**Work to be completed:** Extract all of the entries and give them again, word for word.

**Material for the task:**
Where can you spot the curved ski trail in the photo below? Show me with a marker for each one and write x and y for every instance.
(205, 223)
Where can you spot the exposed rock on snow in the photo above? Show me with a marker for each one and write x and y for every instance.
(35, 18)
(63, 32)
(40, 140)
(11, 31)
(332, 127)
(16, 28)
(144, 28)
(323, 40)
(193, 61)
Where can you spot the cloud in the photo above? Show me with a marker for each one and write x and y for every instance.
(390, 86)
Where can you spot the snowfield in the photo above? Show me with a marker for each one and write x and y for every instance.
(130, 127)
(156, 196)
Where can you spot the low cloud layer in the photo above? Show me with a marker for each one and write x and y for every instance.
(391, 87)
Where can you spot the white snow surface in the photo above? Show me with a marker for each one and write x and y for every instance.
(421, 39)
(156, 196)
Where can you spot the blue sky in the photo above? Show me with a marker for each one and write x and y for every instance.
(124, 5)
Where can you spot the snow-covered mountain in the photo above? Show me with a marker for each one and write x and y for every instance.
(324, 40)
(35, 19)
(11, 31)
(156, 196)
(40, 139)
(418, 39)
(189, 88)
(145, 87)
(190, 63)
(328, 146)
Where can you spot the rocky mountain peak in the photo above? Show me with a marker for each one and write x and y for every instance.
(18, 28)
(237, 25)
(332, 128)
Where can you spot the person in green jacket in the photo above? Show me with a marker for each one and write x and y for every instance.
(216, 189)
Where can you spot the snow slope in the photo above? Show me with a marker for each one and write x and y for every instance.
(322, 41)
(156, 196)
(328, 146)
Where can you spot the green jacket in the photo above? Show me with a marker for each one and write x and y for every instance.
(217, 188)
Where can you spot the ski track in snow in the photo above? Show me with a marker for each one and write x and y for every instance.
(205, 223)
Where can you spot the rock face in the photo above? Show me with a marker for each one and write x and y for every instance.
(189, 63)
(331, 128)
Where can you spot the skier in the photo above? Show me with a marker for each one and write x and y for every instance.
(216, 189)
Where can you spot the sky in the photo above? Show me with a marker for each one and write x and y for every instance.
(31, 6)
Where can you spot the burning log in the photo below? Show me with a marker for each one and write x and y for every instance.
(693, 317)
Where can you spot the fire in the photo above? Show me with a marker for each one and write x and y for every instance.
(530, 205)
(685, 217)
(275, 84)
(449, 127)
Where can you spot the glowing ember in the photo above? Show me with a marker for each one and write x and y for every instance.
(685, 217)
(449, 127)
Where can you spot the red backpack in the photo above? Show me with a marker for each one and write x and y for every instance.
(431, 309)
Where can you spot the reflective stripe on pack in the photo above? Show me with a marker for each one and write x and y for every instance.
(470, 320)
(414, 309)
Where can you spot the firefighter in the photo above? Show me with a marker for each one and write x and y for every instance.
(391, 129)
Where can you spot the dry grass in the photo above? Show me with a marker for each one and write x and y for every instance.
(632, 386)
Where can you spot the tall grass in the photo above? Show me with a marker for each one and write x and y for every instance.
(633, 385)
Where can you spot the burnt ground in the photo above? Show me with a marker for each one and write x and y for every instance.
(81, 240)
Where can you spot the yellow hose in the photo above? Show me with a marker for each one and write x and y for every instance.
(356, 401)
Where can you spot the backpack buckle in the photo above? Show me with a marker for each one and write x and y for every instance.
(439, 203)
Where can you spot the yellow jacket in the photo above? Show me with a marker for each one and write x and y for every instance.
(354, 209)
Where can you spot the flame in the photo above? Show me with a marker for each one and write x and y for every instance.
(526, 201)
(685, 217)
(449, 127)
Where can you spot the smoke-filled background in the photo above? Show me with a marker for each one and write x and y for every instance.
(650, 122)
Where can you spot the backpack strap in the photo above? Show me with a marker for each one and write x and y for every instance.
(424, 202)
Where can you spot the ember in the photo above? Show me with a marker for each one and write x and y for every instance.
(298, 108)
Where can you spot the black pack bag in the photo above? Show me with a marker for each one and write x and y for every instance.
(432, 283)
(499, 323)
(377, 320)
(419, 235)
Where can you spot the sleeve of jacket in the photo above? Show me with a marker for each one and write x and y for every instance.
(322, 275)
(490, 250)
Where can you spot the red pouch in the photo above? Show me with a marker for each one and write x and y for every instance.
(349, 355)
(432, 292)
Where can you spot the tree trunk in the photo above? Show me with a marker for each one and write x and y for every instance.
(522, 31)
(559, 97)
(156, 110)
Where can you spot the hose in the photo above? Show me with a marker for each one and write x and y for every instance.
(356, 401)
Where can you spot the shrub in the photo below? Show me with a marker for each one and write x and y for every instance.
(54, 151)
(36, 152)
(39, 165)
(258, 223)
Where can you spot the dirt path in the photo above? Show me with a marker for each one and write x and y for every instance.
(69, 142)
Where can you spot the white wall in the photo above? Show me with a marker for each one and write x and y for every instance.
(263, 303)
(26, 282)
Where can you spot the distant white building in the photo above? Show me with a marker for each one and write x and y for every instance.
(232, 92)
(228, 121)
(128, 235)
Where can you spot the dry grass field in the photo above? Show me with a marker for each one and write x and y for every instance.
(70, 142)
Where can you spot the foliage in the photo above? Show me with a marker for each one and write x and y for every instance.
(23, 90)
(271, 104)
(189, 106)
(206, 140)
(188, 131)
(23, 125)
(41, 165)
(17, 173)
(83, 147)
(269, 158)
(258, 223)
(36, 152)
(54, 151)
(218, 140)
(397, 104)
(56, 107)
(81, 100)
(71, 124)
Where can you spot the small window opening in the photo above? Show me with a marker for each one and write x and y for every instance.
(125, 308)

**Exercise response:**
Where can you spot the curved ski trail in the photo below? Show me with a marker for each one and write x and y for every instance.
(205, 223)
Where can you spot the exposed rock on snow in the photo above? Show me with a marker for each one and write x and y for every instance.
(35, 18)
(63, 32)
(40, 140)
(11, 31)
(332, 127)
(16, 28)
(144, 28)
(323, 40)
(193, 61)
Where can you spot the cloud in the photo above? Show me with a marker for each one and write x and y for every instance.
(390, 86)
Where can you spot the snowfield in the photo above? Show me with a marker for each one and write x and y for every instance.
(130, 127)
(156, 196)
Where can you spot the low cloud layer in the photo above? Show me with a marker for each one and write x and y for every instance.
(391, 87)
Where can you spot the white snow surface in the photo above? Show me with a marker for each one and write x and y for every instance.
(421, 39)
(156, 196)
Where can you spot the blue sky in the photo above? Show me with a marker for each one and write x and y for every instance.
(124, 5)
Where can you spot the snow-covered mountain in the photo above? Show me with a marker for each one and write x and y for every instance.
(324, 40)
(35, 19)
(11, 31)
(156, 196)
(40, 139)
(418, 39)
(189, 88)
(145, 87)
(190, 63)
(328, 146)
Where can you spot the rocky mountain peak in the photo above? Show me with a marker for each one and write x and y for every instance.
(18, 28)
(237, 25)
(332, 128)
Where can you spot the person in green jacket in the photo above? Show me with a marker for each one and write x and y for every instance.
(216, 189)
Where can you spot the snow slope in the photo above? Show me with a marker for each one and write x and y for every instance.
(322, 41)
(156, 196)
(328, 146)
Where can you spot the green jacket in the photo above? Show me with a marker for each one and write x and y for every instance.
(217, 188)
Where can you spot the ski track in snow in the photo above? Show me with a marker for each one and write x and y for every instance.
(205, 223)
Where can you spot the rock face in the photo above? Show me with a marker for each one and write x and y for every instance.
(189, 63)
(331, 128)
Where can you spot the skier in the photo above? Show me with a marker for each one and write x and y for every instance.
(216, 189)
Where can you spot the sky in the photo above? Show me with a marker for each one and write x and y for every instance.
(31, 6)
Where can you spot the burning log in the photo below? Show me with a marker for each one and write x and y for every instance.
(693, 317)
Where can you spot the fire in the photo above? Show me with a marker for each one and write x and y for every instance.
(530, 205)
(685, 217)
(275, 84)
(449, 127)
Where can you spot the glowing ember in the photo above? Show me with a marker for each one and write x and y for every instance.
(685, 217)
(449, 127)
Where can you spot the red backpack in the photo above? Show me with a marker for each one and write x and y for every instance.
(431, 309)
Where can you spot the reflective stripe on pack in the photo above? Show me with a marker for each one and write x and y for every instance.
(470, 320)
(414, 309)
Where can you spot the firefighter in the photo above? Show me with a marker for each one and write x and y for every instance.
(391, 129)
Where can you spot the dry grass in the photo above? Show me with a marker for each one and write x and y for every instance.
(632, 386)
Where can you spot the tall grass in the photo above? Show me with a marker for each one and write x and y for every instance.
(633, 385)
Where can you spot the burnt ground in the photo above? Show me with a marker for each one and write x and y for every instance.
(81, 240)
Where can you spot the yellow hose in the photo above? Show me with a marker for each one and write x and y for every instance.
(356, 401)
Where can you spot the backpack buckle in the photo above? Show me with a marker for each one and write x and y for every instance.
(439, 203)
Where can you spot the yellow jacket in the photo above? Show me with a marker for each one and write x and y for every instance.
(354, 209)
Where can you spot the flame in the photo above? Show me with a marker for each one and write x and y for every instance.
(526, 201)
(685, 217)
(449, 127)
Where can you spot the smoke-filled background in the photo above? Show me with a marker for each one and write x and y for every instance.
(650, 122)
Where can you spot the backpack strap in the photo above? Show me with a marker for each one and write x and y for every instance.
(424, 202)
Where can you spot the ember in the photo above? Show me with a marker for each one and write x and y for every instance.
(298, 108)
Where can you spot the black pack bag in the photo above? Show me with a marker for each one and write x and y for every instance.
(432, 283)
(499, 323)
(377, 320)
(419, 235)
Where can you spot the sleeve of jacket in the photo above? Show me with a marker for each one and write x and y for every instance.
(322, 275)
(490, 250)
Where can you spot the red pouch in the photo above? Show me with a marker for each one and write x and y for every instance.
(349, 355)
(432, 292)
Where can you spot the tree trunk in the photo above? Show me with a marker for each one and write x and y for every instance.
(522, 31)
(559, 97)
(156, 110)
Where can you spot the hose in the photo above? Show me with a marker for each one and write x and y for every instance.
(356, 401)
Where can you spot the shrub in the photo below? Show me with a marker for each one and write x and y for every instance.
(54, 151)
(36, 152)
(39, 165)
(258, 223)
Where can you spot the dirt path in the photo above? Show me with a marker for each one and write x and y for every instance.
(69, 142)
Where can you spot the white wall in the photo above? Show me with a marker for each one and write x and y for every instance.
(263, 303)
(26, 282)
Where can you spot the distant white building in the photo above? Show me with a marker for each one and write x and y for every instance.
(232, 92)
(228, 121)
(128, 235)
Where can you spot the dry grass field in the photo above? Show me with a marker for each one and write x and y for every instance.
(70, 142)
Where can you spot the foliage in the photo above? Show me with a marker for each one and write x and y for every instance.
(23, 90)
(271, 104)
(189, 106)
(206, 140)
(188, 131)
(23, 125)
(41, 165)
(17, 173)
(83, 147)
(269, 158)
(258, 223)
(36, 152)
(54, 151)
(218, 140)
(397, 104)
(56, 107)
(81, 100)
(71, 124)
Where can you spot the small window opening in the photo above? Show me with a marker for each one and write x and y for every instance.
(125, 308)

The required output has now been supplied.